↓

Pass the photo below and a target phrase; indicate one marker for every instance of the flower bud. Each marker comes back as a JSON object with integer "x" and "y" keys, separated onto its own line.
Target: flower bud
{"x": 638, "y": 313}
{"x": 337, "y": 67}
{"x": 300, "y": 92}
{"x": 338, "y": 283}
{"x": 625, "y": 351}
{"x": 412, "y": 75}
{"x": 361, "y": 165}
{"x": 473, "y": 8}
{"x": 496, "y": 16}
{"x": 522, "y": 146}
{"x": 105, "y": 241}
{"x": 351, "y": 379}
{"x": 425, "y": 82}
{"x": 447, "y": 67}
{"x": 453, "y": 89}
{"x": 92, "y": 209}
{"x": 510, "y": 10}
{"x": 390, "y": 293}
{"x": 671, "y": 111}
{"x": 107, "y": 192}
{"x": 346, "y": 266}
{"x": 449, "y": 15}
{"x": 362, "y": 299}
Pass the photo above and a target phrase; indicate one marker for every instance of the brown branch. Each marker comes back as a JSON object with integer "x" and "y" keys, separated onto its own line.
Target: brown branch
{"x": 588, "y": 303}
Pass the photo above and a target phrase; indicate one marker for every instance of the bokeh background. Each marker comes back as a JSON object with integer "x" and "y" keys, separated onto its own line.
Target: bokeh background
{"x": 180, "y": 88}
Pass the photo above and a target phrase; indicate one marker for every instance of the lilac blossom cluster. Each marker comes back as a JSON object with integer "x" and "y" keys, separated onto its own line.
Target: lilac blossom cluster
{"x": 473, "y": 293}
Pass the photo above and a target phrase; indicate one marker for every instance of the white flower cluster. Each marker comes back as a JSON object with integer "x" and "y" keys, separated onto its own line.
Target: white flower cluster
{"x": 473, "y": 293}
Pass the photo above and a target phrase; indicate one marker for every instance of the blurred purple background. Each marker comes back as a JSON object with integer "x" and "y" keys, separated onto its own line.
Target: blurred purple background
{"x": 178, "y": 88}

↑

Given task
Copy all of the entries above again, swapping "marker" for "point" wherever it occurs and keeping every other part unchanged.

Reply to the task
Pass the photo below and a target phrase; indicate one point for every instance of the flower bud. Each point comes back as a JSON object with integer "x" and "y" keys, separated onto its own line.
Target: flower bud
{"x": 638, "y": 313}
{"x": 337, "y": 67}
{"x": 300, "y": 92}
{"x": 338, "y": 283}
{"x": 625, "y": 351}
{"x": 412, "y": 75}
{"x": 361, "y": 165}
{"x": 473, "y": 8}
{"x": 496, "y": 16}
{"x": 522, "y": 146}
{"x": 105, "y": 241}
{"x": 351, "y": 379}
{"x": 425, "y": 82}
{"x": 447, "y": 67}
{"x": 453, "y": 89}
{"x": 92, "y": 209}
{"x": 510, "y": 10}
{"x": 390, "y": 293}
{"x": 671, "y": 111}
{"x": 107, "y": 192}
{"x": 346, "y": 266}
{"x": 449, "y": 15}
{"x": 362, "y": 299}
Pass the photo above and a target phrase; indicate one point for every instance of the brown branch. Each point comes back as a JSON object with integer "x" and "y" keys, separated onto its own line.
Target: brown branch
{"x": 588, "y": 303}
Pass the photo above and a target phrase; indicate one point for every instance of the bokeh background. Each point comes back as a JSON object with integer "x" and "y" keys, separated onto its own line.
Target: bokeh background
{"x": 180, "y": 88}
Pass the photo above and a target phrase; indicate one point for every instance of the lilac blossom cluster. Each point comes back as a JSON object with integer "x" and "y" keys, separated onto its own line.
Target: lilac blossom cluster
{"x": 473, "y": 293}
Pass the photo above and a target phrase; indicate one point for every instance of the white flower cluster. Each point comes back as a JSON object with integer "x" and "y" keys, separated onto its own line.
Target: white flower cluster
{"x": 473, "y": 293}
Pass the photo above and a target phrase; indicate one point for every instance of the blurred purple background. Each point comes back as a JSON object with integer "x" and "y" keys, separated onto its own line.
Target: blurred purple background
{"x": 178, "y": 88}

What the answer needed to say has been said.